La conception de l'image est rigoureuse et retenue, les jeunes amoureux ont été juxtaposés comme un groupe sculptural, leurs visages sont montrés de profil. La tasse vers laquelle ils tendent leurs lèvres contient la joie de leur satisfaction. Une allégorie de la passion. Chez Fragonard, le tableau dégage un puissant érotisme dans son idée, et non pas dans le nu, dans les émotions qui s'en dégagent, et non pas dans la représentation crue.
* * * * *
* **CONSIGNE**:
Répondez à ces questions d'après l'extrait :
(a) De quelle manière les visages des jeunes amoureux sont-ils montrés ?
(b) Que contient la tasse vers laquelle ils tendent leurs lèvres ?
(c) D'où le tableau tire-t-il son érotisme, plutôt que du nu ?

* **LIGNES DE DONNÉES**:
* * * * *
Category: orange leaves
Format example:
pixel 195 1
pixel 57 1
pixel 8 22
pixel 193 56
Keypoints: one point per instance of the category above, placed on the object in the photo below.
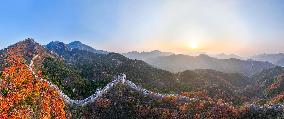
pixel 24 94
pixel 103 102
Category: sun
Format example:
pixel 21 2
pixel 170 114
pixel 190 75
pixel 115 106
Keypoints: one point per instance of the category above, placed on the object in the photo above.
pixel 193 45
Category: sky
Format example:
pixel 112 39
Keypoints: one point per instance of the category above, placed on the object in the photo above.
pixel 242 27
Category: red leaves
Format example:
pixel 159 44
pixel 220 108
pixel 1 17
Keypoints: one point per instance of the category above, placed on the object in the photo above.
pixel 24 91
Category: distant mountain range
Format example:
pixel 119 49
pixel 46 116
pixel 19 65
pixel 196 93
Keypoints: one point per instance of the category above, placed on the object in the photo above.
pixel 146 55
pixel 74 45
pixel 227 56
pixel 179 63
pixel 277 59
pixel 217 85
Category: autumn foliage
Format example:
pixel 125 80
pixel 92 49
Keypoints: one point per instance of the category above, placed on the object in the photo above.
pixel 24 96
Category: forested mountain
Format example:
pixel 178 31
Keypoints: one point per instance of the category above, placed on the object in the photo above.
pixel 277 59
pixel 179 63
pixel 146 55
pixel 28 71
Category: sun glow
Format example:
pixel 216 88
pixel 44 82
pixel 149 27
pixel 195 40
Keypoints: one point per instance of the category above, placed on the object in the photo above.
pixel 193 45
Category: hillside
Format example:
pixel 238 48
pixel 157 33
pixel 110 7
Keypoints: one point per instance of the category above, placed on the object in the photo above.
pixel 22 94
pixel 68 82
pixel 146 55
pixel 277 59
pixel 179 63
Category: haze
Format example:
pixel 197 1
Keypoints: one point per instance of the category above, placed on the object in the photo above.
pixel 243 27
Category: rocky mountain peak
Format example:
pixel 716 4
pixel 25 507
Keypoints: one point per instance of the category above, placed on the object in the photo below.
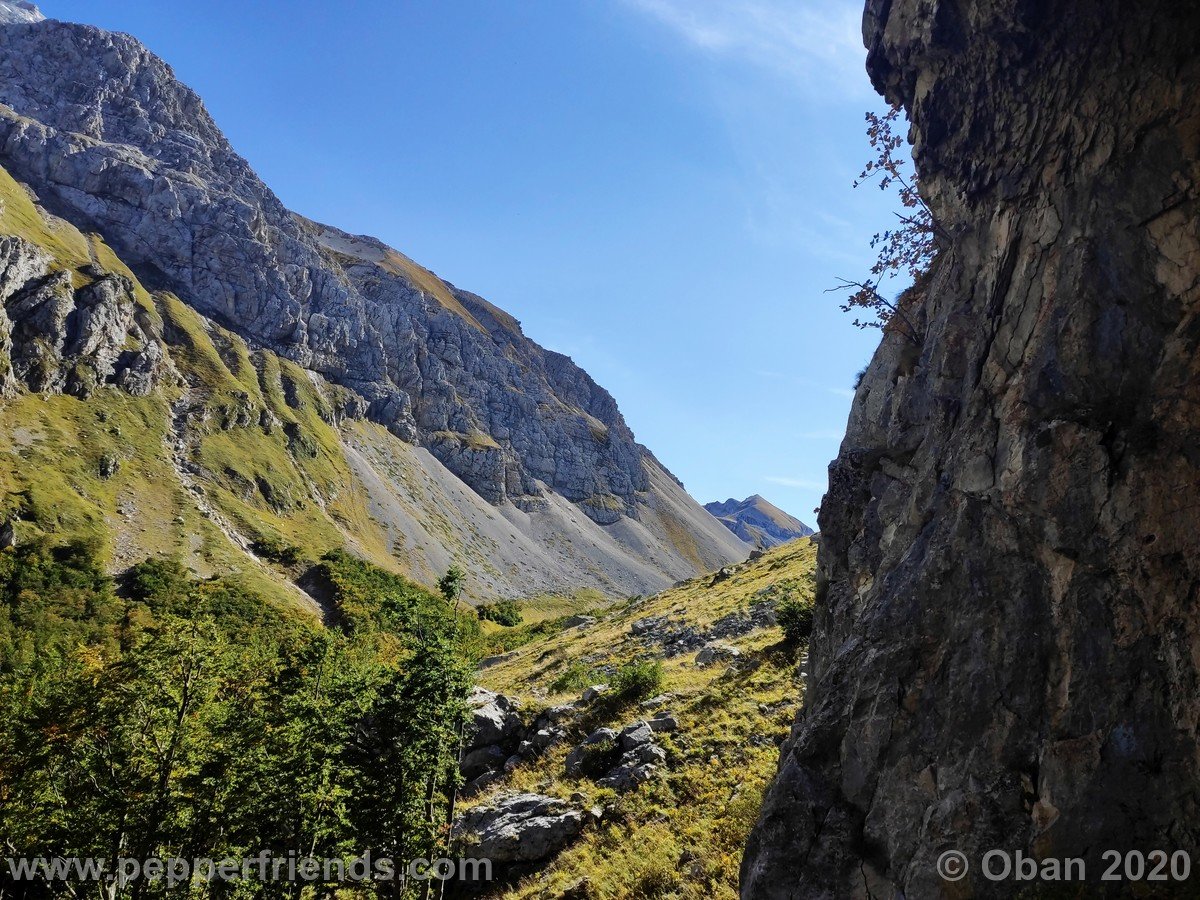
pixel 106 138
pixel 759 522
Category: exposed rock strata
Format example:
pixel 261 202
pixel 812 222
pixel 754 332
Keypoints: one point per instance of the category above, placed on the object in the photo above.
pixel 108 138
pixel 1006 642
pixel 561 493
pixel 55 337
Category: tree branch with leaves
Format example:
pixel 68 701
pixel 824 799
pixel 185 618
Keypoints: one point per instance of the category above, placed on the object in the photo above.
pixel 905 251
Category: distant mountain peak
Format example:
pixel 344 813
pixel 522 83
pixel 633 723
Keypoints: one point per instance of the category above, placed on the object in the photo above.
pixel 19 11
pixel 757 521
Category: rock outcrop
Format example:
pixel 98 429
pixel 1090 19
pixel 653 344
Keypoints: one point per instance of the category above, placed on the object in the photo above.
pixel 57 337
pixel 111 142
pixel 520 828
pixel 1006 636
pixel 759 522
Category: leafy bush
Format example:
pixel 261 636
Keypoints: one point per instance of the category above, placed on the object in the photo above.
pixel 639 681
pixel 275 550
pixel 795 616
pixel 599 759
pixel 503 612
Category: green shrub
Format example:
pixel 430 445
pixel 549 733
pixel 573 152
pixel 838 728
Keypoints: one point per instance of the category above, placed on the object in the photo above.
pixel 276 551
pixel 503 612
pixel 599 759
pixel 795 616
pixel 639 681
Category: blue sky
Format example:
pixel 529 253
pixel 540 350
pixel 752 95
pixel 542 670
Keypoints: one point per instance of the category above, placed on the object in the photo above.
pixel 660 189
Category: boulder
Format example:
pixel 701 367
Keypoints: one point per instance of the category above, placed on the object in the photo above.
pixel 664 723
pixel 484 759
pixel 635 735
pixel 495 719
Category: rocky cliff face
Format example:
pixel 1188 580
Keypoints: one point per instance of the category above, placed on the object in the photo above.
pixel 759 522
pixel 108 138
pixel 111 142
pixel 1007 631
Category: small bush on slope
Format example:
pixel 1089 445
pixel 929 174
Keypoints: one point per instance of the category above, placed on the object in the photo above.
pixel 639 681
pixel 502 612
pixel 190 714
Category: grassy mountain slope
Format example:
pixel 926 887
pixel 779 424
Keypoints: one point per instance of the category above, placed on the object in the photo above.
pixel 679 835
pixel 241 461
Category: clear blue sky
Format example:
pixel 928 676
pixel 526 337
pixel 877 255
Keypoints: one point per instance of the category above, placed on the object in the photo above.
pixel 660 189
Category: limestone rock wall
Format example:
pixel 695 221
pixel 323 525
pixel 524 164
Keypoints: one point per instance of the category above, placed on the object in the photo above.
pixel 109 139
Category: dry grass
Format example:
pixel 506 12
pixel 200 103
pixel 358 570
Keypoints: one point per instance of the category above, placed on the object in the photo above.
pixel 681 835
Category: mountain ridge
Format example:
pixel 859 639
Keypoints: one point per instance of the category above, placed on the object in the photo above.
pixel 757 521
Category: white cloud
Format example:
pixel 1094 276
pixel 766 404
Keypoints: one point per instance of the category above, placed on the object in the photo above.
pixel 801 483
pixel 811 42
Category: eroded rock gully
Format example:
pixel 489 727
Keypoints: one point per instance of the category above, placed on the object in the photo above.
pixel 1006 653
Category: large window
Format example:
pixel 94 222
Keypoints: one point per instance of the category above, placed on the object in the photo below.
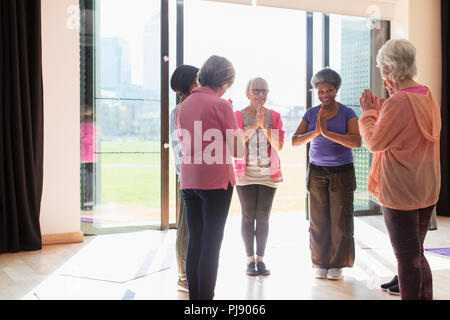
* * * * *
* **RÉPONSE**:
(a) De profil.
(b) La joie de leur satisfaction.
(c) De son idée et des émotions qui s'en dégagent.